* _Work instructions_
Beginning with the line that holds "Exercise. Point out the woman's nose" and ending with the last line below, repeat each line exactly, leaving any pictures out.

• • •

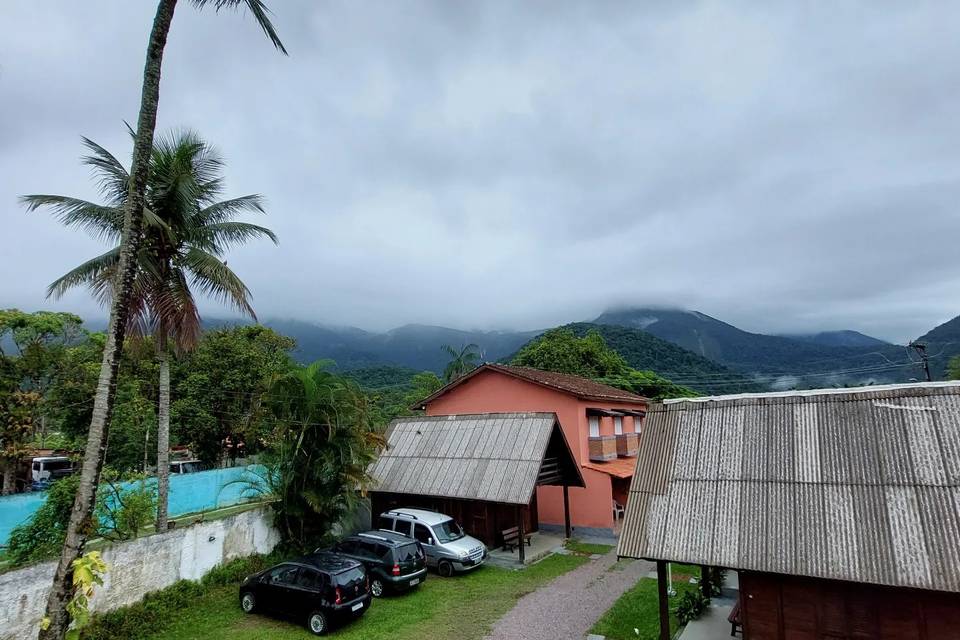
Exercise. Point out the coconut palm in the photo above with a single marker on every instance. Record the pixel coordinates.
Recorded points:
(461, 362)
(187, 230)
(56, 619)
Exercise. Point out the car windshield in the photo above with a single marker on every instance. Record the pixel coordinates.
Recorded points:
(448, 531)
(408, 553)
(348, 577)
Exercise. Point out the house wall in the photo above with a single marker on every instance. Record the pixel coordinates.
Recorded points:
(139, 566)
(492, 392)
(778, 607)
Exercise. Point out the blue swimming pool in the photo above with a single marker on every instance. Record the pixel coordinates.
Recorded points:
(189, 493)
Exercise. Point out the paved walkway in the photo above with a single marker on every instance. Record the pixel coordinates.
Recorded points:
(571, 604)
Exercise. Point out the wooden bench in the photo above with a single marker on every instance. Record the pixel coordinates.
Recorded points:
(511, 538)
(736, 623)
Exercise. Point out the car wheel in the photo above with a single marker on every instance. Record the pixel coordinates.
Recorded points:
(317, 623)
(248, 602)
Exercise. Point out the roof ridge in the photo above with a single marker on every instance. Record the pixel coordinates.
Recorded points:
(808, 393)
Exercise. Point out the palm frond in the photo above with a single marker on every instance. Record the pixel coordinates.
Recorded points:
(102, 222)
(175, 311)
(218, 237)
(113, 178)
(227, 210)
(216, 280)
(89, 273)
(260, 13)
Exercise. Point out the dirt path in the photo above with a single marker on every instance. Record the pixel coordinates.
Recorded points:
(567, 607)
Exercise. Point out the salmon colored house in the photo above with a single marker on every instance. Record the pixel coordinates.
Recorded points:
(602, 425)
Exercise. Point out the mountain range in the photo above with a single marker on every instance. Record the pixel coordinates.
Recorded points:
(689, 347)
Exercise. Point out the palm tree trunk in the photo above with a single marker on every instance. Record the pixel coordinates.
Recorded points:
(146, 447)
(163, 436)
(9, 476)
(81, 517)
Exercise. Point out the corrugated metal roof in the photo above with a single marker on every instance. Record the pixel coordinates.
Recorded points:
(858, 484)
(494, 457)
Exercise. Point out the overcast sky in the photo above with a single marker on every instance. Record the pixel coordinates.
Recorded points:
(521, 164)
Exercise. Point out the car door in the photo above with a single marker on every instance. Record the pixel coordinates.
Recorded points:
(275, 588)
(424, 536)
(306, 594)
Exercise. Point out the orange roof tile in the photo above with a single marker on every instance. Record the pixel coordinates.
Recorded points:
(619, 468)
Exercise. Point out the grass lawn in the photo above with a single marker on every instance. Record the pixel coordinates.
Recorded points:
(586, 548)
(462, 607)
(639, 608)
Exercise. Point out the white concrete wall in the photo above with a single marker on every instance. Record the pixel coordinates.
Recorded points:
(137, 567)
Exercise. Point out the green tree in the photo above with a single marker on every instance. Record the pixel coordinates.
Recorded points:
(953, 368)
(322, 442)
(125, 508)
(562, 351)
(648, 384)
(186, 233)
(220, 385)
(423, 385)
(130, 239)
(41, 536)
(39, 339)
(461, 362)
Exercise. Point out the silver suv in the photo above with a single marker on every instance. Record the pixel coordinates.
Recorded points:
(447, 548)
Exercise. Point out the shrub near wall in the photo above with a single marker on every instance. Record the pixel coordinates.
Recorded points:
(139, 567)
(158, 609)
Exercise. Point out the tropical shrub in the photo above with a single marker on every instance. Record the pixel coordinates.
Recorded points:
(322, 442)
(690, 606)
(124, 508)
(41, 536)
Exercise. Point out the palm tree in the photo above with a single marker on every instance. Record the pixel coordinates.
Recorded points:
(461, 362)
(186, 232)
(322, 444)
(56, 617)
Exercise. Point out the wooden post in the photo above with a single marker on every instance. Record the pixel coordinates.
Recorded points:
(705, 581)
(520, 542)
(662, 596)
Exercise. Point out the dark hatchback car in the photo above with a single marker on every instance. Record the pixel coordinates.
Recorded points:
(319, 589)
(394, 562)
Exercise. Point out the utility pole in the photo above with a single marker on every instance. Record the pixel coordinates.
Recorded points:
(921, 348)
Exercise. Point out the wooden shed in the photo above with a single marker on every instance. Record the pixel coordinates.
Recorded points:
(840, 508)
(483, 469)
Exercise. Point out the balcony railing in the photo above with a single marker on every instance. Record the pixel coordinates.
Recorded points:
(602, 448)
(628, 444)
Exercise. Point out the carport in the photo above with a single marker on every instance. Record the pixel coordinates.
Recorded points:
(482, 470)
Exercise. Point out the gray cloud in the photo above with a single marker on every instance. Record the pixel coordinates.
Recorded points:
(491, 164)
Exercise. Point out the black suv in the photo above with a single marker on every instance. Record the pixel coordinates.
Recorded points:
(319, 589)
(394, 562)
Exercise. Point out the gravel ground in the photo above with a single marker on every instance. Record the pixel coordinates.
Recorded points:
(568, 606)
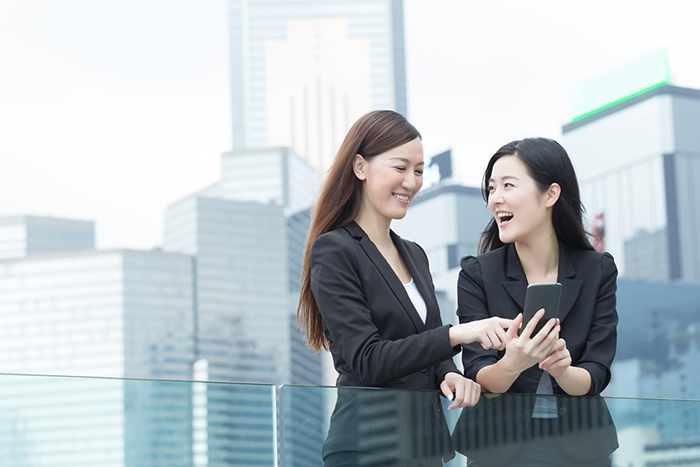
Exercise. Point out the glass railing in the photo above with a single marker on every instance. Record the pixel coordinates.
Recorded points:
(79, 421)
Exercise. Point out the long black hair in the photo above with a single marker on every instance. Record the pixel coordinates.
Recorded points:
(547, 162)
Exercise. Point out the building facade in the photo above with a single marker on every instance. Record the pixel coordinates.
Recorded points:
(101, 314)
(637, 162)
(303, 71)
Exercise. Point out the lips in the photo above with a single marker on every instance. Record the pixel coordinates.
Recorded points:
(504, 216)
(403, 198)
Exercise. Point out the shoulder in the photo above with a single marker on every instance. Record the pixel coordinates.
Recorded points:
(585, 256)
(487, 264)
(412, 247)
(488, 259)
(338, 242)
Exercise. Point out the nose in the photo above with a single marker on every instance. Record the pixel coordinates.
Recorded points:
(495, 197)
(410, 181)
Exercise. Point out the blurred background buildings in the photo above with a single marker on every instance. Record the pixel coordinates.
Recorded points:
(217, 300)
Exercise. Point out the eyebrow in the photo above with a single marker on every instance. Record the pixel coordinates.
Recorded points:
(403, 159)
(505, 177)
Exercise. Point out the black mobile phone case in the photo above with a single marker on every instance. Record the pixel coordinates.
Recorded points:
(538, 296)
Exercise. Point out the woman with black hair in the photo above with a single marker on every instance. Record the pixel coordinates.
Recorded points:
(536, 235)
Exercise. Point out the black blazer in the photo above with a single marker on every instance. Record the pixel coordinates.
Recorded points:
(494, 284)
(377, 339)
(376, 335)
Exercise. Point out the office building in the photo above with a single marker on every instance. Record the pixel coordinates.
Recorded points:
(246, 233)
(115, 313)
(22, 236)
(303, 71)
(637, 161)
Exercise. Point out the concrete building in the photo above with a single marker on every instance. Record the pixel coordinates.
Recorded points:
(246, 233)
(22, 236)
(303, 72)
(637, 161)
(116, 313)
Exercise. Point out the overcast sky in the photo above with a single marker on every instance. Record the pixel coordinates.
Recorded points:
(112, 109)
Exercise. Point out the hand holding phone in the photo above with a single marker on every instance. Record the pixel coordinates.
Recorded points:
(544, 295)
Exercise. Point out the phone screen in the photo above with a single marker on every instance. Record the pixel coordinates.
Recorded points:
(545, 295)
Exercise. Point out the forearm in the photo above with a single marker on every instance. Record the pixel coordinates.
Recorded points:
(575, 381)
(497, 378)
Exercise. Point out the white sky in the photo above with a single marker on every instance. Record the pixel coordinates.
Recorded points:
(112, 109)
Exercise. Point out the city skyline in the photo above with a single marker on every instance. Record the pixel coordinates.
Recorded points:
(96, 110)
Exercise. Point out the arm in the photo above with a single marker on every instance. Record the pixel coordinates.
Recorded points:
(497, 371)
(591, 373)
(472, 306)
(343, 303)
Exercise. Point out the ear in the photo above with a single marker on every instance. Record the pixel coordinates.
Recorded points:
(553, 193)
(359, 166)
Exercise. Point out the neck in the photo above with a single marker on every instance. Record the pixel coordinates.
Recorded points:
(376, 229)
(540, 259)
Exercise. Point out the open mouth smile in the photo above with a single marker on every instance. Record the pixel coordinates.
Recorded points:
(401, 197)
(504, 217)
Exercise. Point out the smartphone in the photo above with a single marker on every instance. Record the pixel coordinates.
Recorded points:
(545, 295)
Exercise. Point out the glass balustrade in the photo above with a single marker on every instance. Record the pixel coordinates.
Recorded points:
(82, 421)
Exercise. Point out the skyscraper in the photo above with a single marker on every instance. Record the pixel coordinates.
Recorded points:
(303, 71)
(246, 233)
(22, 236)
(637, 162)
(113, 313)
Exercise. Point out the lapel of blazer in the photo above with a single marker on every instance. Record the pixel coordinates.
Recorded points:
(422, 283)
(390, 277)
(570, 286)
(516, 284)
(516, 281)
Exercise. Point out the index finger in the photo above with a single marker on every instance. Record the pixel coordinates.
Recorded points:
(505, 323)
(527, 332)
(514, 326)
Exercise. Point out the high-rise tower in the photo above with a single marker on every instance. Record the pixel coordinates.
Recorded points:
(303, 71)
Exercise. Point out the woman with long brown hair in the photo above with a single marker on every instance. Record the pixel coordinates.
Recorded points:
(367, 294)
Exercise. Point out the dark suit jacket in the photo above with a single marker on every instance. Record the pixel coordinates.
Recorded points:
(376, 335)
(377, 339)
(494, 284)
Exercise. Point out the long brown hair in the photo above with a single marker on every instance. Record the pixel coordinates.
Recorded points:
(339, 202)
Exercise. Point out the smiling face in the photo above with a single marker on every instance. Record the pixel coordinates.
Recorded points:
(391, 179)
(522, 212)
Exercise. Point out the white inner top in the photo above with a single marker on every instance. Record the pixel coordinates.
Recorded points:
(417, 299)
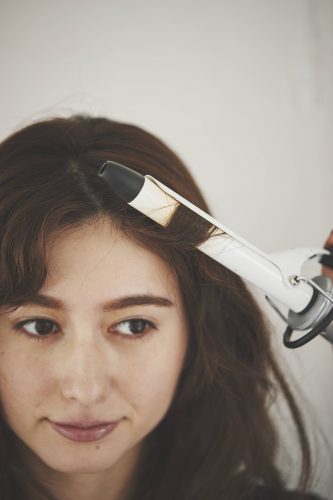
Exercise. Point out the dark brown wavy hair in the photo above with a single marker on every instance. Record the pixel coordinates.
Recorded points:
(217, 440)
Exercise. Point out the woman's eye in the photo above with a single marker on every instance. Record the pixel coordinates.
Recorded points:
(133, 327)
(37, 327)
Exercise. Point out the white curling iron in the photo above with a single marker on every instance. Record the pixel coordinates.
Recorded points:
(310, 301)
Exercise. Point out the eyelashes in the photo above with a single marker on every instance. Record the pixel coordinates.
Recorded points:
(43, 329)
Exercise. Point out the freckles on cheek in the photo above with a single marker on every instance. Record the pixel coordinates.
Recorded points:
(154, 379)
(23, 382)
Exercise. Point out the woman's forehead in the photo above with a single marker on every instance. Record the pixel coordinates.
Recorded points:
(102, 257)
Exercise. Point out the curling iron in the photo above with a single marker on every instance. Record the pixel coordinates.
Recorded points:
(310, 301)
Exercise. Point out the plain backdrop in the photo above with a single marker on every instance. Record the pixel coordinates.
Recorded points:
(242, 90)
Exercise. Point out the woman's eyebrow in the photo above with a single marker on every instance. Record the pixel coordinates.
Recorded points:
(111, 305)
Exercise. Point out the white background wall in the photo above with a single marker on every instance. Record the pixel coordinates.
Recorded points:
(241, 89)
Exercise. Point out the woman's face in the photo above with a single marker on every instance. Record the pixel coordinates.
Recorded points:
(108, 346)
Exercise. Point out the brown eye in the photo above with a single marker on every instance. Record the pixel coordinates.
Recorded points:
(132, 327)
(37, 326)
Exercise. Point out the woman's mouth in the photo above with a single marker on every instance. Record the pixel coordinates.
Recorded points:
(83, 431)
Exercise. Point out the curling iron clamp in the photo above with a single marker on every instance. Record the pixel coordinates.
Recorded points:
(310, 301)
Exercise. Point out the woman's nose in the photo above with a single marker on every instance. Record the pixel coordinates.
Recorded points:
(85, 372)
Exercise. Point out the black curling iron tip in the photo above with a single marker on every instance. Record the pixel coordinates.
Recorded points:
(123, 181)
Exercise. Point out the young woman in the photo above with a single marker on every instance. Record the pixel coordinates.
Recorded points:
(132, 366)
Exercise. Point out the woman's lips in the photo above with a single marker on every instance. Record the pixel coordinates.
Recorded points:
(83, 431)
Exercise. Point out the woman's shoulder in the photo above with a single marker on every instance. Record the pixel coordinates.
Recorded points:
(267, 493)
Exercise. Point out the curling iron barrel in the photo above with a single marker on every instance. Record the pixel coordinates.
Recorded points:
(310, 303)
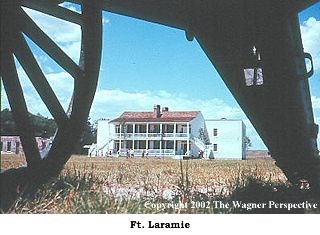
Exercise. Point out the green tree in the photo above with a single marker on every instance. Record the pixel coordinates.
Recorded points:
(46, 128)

• • •

* _Result below_
Exercise. Point out the woman's nose in the photo above with a single marker on every instance. Record the pixel coordinates.
Recorded points:
(85, 372)
Exercise. Point out the black curling iron tip in the photo above with a single marker on every instance. Record the pixel coordinates.
Recorded points:
(123, 181)
Exercise. Point out the young woman in the photo above with a single marker on every instance. Record the pixel coordinates.
Recorded points:
(132, 366)
Exercise. Point out the woman's lips in the photo above with a single marker on every instance. Record the pixel coordinates.
Recorded points:
(83, 431)
Exercise. Point out the woman's shoulder in the photo above with a single marker on every instance. Record the pixel coordinates.
Recorded points:
(267, 493)
Exercise. Point out the curling iron barrel in the photo above with a single marker on every instance. Record the pixel coordinates.
Recorded points:
(310, 303)
Exercise. Point out the green tree in the photo above with a single marker on every instance. Record the pixel coordinates.
Recorded points:
(46, 128)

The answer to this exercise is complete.